- [BRIEF 1]:
Decide whether each statement below agrees with the Emma Langford article that follows. Answer yes or no for each, and quote the deciding words of the article exactly. (a) Her tour of Germany was originally scheduled for March 2020. (b) Under the "pod" seating system, single seats are sold to individual concertgoers. (c) Her third studio album is being written as part of a residency in Ballyvourney, Co Cork.
- [BRIEF 2]:
Reproduce word for word everything in the Emma Langford article below, from "The pandemic has taken" down to "a show with.".
- [BRIEF 3]:
From the Emma Langford article below, list every new skill she says she threw herself into learning.

Emma Langford, award-winning nu-folk singer-songwriter and recent Grammy longlist nominee, just returned from a month-long tour of Germany that was originally scheduled for March 2020.
She says she’s tired, but when asked about her upcoming show in Dolan’s Warehouse, you can see that weariness isn’t going to carry itself onto the only gig that ever matters for artists – the next one.
Limerick Voice reporter, Adam Leahy, spoke to the ‘Birdsong’ musician about how the Covid-19 pandemic impacted her.
“I’m still kind of in the mires of all of the emotional hangover that’s come with the pandemic,” she says.
“I’m writing. I’m writing about how that feels. And I’m acknowledging it all as valid.
“But the writing feels clunky. It feels very on the nose at the moment, for me, now,” she said.
This emotional hangover, Emma intimates, is how many artists like her have been feeling since lockdown restrictions, in their varying forms, have been in place since March 2020.
The pandemic has taken a huge toll on Ireland’s creative class.
Not just in the work they do, but in how they deliver that work to audiences.
Commenting on the now common “pod” seating system – in which full tables or booths are sold as ticket packages exclusively – Emma suggests a lot of concertgoers are being excluded. A factor that impacts fans as much as it does an artist’s ticket revenue.
“A lot of people don’t have three people they want to go a show with.
“Some people don’t have one person they want to go to a show with and that whole situation actively prohibited those people from attending gigs,” Emma added.
She highlighted how a whole generation of artists were locked out of the smaller bars and venues artists of her generation would have used previously to “cut their teeth”, or deprived of supporting opportunities for established artists on account of venue capacity restrictions.
She wonders aloud how that will impact the next wave of performers.
Emma is also quick to note that artists and their fans aren’t the only ones feeling the brunt of current restrictions.
The pandemic has caused a 360-degree creative vacuum in the music industry.
“There’s a whole string of fantastic sound and lighting engineers who we’re not going to see come back to music for years because they’ve been tied into contracts with film and TV – because that’s where the consistent work is. So there’s a dearth in the industry there.”
In light of her struggle writing new material across the pandemic and the dearth of technical expertise, the crafty Langford turned her attentions to the more technological side of the stage.
“I threw myself into learning new skills like learning how to produce music, learning how to use equipment, learning to manage the streaming and recording side of things myself. Just to be self-sufficient.”
Fans of Emma Langford will soon find out how much the upskilling has paid off as she approaches her third studio album – currently being penned as part of her Music Network and Arts Council-funded residency in Ballyvourney, Co Cork.
Emma teases that her upcoming album is set to be a concept album inspired by strong Irish female figures.
“It’s about women in Irish history, be they real or mythological. That’s the next album, all going well.” She adds with a chuckle: “We’re writing songs about Gobnait, the Patron Saint of Bees.”
“Myself and two of my collaborators have been spending the past few months reading and researching, visiting Ballyvourney, writing songs.
“So we’ll be hopefully performing a new piece of music in early November. And that’s going to be going forward to be part of a larger body of work around women in Irish history and mythology.”

[Saved entries]
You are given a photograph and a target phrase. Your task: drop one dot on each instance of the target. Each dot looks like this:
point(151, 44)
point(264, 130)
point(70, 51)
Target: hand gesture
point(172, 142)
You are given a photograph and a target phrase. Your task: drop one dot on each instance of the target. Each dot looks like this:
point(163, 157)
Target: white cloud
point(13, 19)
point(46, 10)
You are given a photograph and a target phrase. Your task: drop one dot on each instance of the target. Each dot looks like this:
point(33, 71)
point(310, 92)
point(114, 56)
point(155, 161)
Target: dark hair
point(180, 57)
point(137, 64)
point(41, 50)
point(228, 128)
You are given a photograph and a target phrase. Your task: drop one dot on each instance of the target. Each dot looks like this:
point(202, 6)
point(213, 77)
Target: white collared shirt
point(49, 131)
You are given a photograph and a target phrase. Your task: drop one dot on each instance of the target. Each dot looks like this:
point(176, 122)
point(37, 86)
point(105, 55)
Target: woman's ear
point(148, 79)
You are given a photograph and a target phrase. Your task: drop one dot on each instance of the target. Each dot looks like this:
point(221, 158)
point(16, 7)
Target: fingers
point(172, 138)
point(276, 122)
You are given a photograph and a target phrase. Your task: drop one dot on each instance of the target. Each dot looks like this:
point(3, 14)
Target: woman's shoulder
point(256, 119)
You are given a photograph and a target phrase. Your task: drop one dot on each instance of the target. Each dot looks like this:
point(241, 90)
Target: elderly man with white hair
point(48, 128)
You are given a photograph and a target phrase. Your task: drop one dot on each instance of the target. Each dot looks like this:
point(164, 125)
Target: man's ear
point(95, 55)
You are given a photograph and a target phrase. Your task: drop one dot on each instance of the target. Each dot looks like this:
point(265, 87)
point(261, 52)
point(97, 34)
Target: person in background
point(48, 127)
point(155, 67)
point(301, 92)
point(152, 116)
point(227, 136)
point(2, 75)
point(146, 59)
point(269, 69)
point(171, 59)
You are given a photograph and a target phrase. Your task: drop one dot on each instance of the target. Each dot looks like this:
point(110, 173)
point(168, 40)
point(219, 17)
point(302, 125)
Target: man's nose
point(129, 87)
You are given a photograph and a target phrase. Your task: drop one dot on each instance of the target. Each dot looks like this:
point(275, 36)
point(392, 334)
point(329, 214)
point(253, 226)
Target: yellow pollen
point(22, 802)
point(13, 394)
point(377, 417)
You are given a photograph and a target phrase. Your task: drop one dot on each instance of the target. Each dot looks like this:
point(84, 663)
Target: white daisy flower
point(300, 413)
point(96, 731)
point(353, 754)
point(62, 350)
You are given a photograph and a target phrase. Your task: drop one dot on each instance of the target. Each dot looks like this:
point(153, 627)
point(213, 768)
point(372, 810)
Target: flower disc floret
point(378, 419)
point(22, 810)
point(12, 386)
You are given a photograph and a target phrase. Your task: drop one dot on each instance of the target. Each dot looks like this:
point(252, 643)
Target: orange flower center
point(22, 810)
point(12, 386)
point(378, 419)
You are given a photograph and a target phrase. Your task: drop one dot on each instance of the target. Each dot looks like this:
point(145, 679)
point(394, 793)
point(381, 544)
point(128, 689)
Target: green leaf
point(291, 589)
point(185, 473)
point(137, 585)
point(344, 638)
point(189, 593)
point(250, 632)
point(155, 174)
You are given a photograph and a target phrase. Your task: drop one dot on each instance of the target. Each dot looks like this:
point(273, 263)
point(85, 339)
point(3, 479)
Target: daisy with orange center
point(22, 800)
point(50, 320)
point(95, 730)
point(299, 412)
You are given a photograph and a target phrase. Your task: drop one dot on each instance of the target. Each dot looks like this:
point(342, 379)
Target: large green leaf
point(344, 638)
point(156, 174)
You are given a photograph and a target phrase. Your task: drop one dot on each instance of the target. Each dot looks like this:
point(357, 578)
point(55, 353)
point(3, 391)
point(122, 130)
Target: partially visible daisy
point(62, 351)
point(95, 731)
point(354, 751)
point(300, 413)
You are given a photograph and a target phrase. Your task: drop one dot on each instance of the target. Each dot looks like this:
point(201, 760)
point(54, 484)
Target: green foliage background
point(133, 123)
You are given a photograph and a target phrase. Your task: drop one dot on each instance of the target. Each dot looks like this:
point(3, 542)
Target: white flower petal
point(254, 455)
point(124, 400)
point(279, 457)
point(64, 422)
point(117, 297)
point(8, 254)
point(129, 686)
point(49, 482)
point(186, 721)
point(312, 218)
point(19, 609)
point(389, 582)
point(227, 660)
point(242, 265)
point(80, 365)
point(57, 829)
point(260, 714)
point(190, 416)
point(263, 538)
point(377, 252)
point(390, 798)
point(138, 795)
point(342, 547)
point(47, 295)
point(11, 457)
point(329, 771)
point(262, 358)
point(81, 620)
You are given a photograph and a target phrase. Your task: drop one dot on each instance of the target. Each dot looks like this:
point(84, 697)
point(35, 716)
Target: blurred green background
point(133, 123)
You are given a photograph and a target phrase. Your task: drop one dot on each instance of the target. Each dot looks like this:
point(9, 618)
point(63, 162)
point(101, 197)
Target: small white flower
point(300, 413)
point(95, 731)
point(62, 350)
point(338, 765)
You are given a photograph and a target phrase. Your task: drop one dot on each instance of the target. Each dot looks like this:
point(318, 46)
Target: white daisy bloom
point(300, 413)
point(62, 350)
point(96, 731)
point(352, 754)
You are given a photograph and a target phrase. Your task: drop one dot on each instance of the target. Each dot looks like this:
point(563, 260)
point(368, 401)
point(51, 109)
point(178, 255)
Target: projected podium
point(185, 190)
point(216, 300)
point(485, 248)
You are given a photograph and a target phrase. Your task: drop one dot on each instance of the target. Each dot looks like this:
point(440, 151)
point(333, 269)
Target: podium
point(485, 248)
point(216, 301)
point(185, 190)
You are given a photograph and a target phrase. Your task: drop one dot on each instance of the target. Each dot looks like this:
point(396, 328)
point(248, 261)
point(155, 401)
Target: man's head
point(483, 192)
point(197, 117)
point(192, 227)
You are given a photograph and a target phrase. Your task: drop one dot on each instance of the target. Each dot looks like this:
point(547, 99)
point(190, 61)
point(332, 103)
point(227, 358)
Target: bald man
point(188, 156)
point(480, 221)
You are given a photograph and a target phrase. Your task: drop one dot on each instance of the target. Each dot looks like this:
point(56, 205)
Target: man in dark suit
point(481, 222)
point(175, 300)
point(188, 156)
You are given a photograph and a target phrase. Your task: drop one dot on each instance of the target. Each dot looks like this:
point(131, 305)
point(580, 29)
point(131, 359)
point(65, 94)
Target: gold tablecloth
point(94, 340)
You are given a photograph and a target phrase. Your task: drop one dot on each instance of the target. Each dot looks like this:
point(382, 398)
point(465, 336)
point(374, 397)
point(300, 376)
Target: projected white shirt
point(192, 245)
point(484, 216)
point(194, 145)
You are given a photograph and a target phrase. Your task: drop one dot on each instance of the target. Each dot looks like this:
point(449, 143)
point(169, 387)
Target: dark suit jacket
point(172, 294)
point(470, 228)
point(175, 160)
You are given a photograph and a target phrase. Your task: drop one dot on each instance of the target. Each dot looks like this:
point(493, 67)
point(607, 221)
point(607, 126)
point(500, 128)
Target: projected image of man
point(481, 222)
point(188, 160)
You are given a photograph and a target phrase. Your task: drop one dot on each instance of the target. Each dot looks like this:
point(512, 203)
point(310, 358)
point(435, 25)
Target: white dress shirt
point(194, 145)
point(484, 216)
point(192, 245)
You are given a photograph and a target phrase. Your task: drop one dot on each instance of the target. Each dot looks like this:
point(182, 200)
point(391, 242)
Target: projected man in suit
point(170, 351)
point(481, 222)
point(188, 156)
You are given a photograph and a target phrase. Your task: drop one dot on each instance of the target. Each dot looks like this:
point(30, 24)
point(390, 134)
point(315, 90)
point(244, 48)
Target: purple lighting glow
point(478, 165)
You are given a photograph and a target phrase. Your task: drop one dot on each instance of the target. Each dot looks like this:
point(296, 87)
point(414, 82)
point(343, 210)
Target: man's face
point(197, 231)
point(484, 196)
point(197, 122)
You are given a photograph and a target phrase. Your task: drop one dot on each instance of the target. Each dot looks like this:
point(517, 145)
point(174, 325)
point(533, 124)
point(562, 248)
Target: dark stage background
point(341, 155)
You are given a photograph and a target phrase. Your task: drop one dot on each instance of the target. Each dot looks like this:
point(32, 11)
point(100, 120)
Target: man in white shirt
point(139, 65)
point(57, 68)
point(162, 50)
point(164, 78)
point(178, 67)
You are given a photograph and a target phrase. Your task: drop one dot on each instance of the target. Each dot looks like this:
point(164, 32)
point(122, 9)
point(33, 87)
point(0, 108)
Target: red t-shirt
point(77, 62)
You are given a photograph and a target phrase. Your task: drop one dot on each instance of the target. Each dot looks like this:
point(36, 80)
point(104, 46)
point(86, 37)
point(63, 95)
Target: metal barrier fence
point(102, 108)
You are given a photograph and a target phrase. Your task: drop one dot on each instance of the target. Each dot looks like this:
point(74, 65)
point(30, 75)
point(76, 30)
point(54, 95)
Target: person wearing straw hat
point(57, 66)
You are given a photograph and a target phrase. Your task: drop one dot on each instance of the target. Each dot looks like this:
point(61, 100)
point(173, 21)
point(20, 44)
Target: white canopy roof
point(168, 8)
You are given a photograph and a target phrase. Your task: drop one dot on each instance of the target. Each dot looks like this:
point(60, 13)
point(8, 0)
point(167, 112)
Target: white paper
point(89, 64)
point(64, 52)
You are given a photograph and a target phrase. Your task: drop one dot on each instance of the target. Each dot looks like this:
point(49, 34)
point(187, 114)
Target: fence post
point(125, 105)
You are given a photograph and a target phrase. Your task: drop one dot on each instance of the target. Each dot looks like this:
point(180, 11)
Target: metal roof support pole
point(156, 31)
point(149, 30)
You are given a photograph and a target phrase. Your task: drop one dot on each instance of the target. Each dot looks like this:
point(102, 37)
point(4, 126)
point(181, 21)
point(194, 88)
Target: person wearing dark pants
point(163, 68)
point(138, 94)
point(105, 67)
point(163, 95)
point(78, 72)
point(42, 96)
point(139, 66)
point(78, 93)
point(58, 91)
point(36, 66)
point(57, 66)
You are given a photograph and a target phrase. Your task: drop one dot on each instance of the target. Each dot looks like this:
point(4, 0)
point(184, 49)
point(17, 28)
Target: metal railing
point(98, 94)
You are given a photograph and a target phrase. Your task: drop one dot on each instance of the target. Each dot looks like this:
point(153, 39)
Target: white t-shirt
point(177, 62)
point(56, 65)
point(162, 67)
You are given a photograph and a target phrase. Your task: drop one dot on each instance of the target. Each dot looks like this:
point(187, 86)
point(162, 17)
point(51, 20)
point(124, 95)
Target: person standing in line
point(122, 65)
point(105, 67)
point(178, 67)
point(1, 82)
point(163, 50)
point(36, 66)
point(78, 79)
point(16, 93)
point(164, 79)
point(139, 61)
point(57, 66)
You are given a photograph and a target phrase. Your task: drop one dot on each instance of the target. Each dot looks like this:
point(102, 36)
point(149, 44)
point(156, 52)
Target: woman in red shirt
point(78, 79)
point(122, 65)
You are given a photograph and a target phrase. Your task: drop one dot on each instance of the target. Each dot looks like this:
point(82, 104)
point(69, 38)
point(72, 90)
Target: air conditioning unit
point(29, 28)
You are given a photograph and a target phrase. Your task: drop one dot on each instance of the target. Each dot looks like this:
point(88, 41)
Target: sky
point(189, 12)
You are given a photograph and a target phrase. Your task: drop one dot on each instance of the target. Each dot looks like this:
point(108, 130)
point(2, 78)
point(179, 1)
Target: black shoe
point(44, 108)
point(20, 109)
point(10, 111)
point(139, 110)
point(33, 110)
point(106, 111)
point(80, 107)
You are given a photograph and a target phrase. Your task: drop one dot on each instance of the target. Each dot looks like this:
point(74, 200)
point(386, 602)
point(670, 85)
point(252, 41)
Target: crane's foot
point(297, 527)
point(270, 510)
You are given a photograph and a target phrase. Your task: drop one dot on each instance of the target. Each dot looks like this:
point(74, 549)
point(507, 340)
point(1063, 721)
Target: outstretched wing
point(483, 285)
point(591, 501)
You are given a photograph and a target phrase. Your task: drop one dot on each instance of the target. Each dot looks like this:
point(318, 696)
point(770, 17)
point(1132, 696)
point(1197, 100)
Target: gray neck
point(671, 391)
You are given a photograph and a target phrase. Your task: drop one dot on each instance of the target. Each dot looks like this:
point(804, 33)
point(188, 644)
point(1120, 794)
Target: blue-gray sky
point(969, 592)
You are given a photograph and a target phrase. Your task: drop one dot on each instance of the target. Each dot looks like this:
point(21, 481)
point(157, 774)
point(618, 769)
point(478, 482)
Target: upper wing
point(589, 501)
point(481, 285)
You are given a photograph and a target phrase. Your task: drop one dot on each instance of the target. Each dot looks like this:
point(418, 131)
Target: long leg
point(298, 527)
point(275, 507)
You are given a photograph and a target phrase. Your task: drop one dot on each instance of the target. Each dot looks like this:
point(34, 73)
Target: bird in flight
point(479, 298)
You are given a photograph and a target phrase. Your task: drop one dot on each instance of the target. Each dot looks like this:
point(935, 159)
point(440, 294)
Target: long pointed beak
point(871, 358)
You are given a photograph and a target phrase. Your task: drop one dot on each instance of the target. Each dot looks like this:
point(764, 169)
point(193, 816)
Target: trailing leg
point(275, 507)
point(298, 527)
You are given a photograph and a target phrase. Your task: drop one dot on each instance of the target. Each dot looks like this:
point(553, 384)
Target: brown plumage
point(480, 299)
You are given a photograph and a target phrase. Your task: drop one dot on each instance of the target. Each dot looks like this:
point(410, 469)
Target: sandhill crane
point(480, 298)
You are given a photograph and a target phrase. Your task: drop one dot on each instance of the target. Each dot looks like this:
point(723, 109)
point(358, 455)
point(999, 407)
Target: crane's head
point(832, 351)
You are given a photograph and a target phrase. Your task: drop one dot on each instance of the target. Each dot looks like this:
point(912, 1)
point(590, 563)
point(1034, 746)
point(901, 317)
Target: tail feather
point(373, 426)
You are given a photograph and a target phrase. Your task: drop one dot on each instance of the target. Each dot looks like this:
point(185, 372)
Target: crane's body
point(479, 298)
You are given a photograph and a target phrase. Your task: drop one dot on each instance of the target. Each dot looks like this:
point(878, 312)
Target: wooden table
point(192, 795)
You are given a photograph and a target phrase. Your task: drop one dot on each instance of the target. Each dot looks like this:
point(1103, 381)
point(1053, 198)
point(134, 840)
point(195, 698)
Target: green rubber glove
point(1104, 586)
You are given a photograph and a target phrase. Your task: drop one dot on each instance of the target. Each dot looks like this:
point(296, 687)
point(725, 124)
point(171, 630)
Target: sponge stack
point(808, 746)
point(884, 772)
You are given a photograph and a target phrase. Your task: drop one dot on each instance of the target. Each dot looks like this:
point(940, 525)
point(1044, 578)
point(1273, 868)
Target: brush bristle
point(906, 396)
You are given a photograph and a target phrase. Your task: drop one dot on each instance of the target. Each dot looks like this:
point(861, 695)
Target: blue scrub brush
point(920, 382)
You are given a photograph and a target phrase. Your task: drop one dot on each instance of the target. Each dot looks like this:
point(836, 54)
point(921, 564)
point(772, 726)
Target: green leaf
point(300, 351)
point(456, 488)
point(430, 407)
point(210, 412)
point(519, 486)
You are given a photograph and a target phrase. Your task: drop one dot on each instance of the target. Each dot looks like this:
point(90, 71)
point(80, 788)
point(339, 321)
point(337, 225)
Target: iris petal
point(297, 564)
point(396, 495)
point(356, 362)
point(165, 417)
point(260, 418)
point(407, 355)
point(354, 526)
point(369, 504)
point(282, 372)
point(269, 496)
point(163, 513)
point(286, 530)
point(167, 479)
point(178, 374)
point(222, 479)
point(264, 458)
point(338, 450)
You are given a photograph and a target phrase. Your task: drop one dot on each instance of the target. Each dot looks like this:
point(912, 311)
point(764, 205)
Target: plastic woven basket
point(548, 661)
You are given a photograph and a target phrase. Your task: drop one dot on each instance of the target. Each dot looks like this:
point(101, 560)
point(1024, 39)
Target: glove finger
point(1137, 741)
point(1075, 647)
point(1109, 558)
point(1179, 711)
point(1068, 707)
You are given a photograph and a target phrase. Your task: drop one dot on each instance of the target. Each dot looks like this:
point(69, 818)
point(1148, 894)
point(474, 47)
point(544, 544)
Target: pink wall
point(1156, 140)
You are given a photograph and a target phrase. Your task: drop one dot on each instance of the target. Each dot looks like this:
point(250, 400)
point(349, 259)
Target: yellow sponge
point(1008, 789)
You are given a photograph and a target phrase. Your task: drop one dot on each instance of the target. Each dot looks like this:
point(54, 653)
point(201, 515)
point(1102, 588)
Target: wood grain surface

- [TASK ANSWER 1]:
(a) Yes: "a month-long tour of Germany that was originally scheduled for March 2020"
(b) No: "in which full tables or booths are sold as ticket packages exclusively"
(c) Yes: "currently being penned as part of her Music Network and Arts Council-funded residency in Ballyvourney, Co Cork"

- [TASK ANSWER 2]:
The pandemic has taken a huge toll on Ireland’s creative class.
Not just in the work they do, but in how they deliver that work to audiences.
Commenting on the now common “pod” seating system – in which full tables or booths are sold as ticket packages exclusively – Emma suggests a lot of concertgoers are being excluded. A factor that impacts fans as much as it does an artist’s ticket revenue.
“A lot of people don’t have three people they want to go a show with.

- [TASK ANSWER 3]:
- Producing music
- Using equipment
- Managing the streaming and recording side of things herself